#### Extracted text:
____________________
Aug 07, 2003 20:25
Frankly, if you guys don't comment about the following, you really fucking suck and you are obviously a shitty friend. My dad is fucking dead and I still don't know how to cope.
My dad is why I am in counseling and take antidepressants. I don't hate him, although I probably should. I love him and I wish I did not. My father was basically the male, introverted version of me. He never really loved me because he couldn't love himself. He saw me as a reflection of him. When I was in 7th grade, my father suffered a minor injury to his ankle. However the minor injury turned into a unending illness that ended his life. By the end of 7th grade, my father was paralyzed. That summer everything spun out of control. Dad was given dozens of meds, from valium to zoloft to whatever. My father was already a voatile asshole, with the meds he was frightening, dangerous and paranoid. He would accuse and threaten so much, the words lost their harshness and my skin toughened. However, the memories are still bad. It was an ongoing balance of coping with him being in the hospital and then coping with him being at home. He was never healthy and he was never truly pushing forward. Then on Valentines day of 2001 at 9:30 pm. He died. If I am being elusive about the illness, its because no one knows exactly what killed him. I still feel as if I'm dreaming all this and its just, a long silly affair. That my eyes will open. I just want to get out of bed. My dad was a brilliant, interesting, and capable man who couldn't parent for shit and lost his health sooner than he deserved.
____________________
#### Data under study:
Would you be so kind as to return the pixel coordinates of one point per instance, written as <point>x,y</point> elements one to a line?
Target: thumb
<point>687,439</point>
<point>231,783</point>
____________________
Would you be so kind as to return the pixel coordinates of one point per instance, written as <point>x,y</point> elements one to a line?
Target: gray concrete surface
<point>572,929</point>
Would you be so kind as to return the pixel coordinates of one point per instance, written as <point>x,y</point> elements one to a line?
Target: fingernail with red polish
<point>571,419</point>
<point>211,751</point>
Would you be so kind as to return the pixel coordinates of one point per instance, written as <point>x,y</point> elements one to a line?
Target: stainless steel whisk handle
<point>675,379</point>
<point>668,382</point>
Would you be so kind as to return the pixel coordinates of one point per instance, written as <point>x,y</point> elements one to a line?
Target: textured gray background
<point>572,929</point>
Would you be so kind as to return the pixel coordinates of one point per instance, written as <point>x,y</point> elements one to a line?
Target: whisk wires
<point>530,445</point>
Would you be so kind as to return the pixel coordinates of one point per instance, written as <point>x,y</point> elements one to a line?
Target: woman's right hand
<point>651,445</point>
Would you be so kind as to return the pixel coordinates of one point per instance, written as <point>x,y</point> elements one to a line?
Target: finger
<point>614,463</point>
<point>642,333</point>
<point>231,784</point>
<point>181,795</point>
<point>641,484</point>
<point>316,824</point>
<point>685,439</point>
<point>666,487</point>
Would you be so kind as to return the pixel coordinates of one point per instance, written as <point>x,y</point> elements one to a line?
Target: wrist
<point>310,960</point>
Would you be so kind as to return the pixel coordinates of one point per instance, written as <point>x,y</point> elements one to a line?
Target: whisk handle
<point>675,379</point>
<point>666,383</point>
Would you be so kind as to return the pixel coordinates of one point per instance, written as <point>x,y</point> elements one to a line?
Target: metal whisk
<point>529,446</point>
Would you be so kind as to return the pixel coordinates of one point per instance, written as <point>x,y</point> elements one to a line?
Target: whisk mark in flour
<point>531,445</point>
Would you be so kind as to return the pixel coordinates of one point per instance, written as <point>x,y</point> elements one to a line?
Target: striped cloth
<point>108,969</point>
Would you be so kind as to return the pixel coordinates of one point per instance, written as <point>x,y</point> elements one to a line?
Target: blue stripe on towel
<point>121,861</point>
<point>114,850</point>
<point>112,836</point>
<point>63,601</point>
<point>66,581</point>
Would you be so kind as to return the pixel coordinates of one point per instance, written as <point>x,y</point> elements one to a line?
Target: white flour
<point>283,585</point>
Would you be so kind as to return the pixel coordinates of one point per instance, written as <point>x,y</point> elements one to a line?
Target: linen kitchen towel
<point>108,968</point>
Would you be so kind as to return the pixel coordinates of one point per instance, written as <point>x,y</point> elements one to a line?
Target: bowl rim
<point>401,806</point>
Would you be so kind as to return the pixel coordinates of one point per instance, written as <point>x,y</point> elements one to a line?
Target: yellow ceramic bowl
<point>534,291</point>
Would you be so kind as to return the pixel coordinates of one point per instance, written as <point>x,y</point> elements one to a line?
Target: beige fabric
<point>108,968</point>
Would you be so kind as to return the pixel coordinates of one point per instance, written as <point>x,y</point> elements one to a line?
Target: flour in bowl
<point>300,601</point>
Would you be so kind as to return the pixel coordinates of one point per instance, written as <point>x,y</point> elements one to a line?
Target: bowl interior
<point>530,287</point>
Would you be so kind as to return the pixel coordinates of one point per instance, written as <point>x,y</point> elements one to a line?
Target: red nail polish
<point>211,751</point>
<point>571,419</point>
____________________
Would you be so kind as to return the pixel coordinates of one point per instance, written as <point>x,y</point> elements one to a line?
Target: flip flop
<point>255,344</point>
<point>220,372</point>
____________________
#### Required actions:
1. In the post about the writer's father, why does the writer stay vague about the illness that ended the father's life? Answer in one to three sentences.
2. Reproduce word for word everything in the post about the writer's father from "Aug 07, 2003" down to "how to cope.".

#### Task-by-task answers:
1. The writer is vague about the illness because no one knows exactly what killed the father.

2.
Aug 07, 2003 20:25
Frankly, if you guys don't comment about the following, you really fucking suck and you are obviously a shitty friend. My dad is fucking dead and I still don't know how to cope.